----- Цитируемый текст

С началом войны, Абелевич был призван армию в 1941 году и служил в аэрогеодезическом отряде. По рекомендации композитора Николая Мясковского он был демобилизован в 1944 году и, после двухлетнего обучения симфоническому композиционному искусству у Мясковского в Московской государственной консерватории, был принят в Союз советских композиторов в 1946 году. В этот период, благодаря дружбе с Вайнбергом Абелевич также познакомился с Дмитрием Шостаковичем. На него повлиял этот круг музыкантов, включая скрипача Давида Ойстраха. После публичного партийного осуждения Вайнберга и Шостаковича в 1948 году за «формализм» во время кампании Андрея Жданова (ждановщина), Абелевич вернулся в Минск в 1951 году, где продолжал работать в различных жанрах и поддерживал связь с Вайнбергом в период после-сталинской оттепели. Абелевич умер в 1985 году в Минске, получив признание как белорусский композитор использовавший белорусские и польские темы в своей музыке. Однако его творчество за пределами Беларуси было и остается малоизвестно, возможно, из-за его еврейского происхождения и связей с композиторами, подвергшихся компании осуждения в сталинское время.

----------

__Выполните задания__.
(1) Ответьте на вопросы по тексту об Абелевиче:
(а) В каком году Абелевич был демобилизован?
(б) У кого он два года учился в Московской государственной консерватории?
(в) В какой город Абелевич вернулся в 1951 году?
(2) Продолжите текст об Абелевиче, начав сразу после его последнего предложения.

----- Исходные данные

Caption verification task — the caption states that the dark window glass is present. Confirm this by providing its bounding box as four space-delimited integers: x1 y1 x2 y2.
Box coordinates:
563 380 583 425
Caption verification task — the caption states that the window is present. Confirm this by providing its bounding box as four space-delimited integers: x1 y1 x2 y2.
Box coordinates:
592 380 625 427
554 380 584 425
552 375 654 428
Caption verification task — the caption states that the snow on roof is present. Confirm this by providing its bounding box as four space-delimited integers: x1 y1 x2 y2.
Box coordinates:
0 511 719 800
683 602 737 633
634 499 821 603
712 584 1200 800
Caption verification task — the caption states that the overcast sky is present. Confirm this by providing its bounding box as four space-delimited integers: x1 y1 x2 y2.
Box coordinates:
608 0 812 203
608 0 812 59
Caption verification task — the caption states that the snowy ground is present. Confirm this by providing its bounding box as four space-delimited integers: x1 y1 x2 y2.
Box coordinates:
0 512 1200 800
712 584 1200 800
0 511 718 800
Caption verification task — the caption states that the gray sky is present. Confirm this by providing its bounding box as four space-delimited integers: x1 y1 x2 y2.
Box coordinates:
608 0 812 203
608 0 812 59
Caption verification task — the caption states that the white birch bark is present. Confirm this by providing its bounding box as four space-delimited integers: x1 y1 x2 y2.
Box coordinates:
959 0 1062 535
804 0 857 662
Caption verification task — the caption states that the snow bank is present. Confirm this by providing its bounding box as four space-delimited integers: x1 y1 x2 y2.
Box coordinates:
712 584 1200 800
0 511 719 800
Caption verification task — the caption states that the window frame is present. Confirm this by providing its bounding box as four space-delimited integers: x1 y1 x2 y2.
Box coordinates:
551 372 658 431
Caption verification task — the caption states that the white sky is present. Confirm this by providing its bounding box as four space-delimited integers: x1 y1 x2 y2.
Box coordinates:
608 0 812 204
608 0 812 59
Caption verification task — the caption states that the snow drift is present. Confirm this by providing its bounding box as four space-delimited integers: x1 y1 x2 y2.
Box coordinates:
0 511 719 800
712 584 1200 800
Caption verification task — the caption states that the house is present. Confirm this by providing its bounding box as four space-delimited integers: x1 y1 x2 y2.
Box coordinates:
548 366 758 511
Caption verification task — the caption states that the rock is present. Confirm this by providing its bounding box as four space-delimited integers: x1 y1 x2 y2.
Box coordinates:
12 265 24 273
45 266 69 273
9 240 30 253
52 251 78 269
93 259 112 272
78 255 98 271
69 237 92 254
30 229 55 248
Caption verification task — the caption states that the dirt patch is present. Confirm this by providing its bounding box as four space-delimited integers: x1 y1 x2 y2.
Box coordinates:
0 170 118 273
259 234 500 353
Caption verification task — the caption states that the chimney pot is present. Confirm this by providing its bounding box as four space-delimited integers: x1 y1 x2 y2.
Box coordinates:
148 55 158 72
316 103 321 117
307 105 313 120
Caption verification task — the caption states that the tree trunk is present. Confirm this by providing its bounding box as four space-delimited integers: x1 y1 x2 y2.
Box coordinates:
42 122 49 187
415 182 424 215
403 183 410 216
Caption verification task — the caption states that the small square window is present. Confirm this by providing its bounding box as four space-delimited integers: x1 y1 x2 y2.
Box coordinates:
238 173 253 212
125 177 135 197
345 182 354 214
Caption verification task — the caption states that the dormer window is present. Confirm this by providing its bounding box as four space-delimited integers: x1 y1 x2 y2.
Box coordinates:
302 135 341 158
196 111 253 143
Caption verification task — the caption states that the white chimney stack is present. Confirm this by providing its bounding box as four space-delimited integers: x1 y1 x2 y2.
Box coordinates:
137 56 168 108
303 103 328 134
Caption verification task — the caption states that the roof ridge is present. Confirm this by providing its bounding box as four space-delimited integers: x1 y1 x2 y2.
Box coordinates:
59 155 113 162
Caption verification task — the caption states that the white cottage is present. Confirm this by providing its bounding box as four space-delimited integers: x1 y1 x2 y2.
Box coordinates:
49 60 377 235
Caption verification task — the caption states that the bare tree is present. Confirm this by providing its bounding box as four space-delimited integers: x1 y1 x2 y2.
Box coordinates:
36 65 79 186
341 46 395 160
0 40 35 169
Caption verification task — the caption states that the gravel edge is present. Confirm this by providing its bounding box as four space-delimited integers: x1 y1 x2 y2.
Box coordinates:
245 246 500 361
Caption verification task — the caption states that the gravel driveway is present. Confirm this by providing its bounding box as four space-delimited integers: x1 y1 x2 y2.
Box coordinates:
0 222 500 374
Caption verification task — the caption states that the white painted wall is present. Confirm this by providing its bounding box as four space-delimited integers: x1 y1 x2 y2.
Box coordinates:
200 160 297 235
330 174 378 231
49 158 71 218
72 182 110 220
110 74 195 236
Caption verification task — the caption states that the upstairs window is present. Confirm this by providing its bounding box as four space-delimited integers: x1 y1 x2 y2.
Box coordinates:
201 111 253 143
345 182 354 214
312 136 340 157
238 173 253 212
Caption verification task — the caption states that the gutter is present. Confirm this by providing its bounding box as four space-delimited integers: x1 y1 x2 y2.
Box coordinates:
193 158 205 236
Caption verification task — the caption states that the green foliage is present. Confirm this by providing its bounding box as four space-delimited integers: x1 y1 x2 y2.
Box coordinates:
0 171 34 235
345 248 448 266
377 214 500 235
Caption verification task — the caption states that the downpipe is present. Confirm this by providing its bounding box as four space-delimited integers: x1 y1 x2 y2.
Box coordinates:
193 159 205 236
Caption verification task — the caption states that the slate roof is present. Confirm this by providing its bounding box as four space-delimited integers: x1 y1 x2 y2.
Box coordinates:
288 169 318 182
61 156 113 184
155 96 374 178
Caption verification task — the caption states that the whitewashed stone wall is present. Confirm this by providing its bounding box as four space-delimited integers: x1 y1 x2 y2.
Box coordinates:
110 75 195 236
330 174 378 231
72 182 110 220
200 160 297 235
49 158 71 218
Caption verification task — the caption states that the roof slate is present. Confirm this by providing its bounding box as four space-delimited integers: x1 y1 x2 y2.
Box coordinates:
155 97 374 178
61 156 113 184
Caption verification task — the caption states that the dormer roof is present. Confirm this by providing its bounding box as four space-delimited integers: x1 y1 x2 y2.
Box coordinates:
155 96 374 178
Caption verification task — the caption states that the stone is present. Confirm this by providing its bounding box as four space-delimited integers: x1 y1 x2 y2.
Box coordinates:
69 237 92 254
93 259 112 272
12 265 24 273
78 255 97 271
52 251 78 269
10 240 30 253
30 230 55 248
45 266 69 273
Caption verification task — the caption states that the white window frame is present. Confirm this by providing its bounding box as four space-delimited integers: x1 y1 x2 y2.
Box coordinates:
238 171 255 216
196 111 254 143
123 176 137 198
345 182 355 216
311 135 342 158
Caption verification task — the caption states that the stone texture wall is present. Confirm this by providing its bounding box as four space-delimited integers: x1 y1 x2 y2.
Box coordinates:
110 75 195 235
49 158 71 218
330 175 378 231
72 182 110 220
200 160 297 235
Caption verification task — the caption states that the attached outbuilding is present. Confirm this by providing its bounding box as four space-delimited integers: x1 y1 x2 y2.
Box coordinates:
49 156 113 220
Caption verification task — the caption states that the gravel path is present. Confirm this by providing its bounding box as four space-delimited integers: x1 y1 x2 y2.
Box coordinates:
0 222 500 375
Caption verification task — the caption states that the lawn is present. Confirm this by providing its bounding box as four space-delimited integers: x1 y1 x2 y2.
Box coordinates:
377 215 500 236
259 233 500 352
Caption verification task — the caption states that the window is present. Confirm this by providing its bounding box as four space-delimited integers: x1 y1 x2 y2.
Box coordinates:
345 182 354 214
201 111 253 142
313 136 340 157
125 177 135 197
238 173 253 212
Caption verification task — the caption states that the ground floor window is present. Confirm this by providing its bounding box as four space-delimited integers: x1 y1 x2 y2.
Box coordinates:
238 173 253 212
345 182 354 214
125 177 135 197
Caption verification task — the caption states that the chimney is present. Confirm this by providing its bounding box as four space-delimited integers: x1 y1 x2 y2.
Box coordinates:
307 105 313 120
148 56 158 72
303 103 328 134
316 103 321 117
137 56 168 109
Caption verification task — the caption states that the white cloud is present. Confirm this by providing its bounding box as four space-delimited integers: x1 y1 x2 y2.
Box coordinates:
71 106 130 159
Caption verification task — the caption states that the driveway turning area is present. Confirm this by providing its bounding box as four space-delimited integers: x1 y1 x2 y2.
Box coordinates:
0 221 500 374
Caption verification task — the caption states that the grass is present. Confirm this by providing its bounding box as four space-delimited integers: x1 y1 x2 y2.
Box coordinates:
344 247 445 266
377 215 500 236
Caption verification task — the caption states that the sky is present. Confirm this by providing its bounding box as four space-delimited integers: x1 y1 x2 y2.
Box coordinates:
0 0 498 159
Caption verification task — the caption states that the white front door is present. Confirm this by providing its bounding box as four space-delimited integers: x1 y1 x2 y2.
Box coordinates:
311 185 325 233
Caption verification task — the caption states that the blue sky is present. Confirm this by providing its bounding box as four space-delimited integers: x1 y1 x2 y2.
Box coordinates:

----------

__Ответы по заданиям__.
(1)
(а) В 1944 году.
(б) У Николая Мясковского.
(в) В Минск.

(2)
Вся семья Абелевича погибла в Холокосте, вероятно, в Виленском гетто или в Понарах. База данных имен Яд Вашем содержит запись о «Моше Абелевиче», убитом в Понарах, с правильной датой рождения для его отца. Как у многих уцелевших из семей погибших в Холокосте в Балтийских странах, Беларуси и Украине, точная судьба его семьи неизвестна. Военная служба Абелевича во время войны вдохновила его на создание поздних произведений, в которых он использовал милитаризированный или механизированный композиционный язык (3). Однако его творчество имеет «ярко-трагическую ориентацию» в белорусском контексте. Он интегрирует белорусские фольклорные мотивы и отсылки к драматизму и предопределенности, создавая ощущение отстраненности от повседневной жизни, сентиментальности и ностальгического воспоминания (4). Его произведения обладают дуализмом: восхищение величием военных достижений, жизнерадостная решимость коллективного труда, в тоже время окрашены грустью катастрофы еврейства или трагическим и ностальгическим воспоминанием о утерянной Беларуси, разрушенной родине.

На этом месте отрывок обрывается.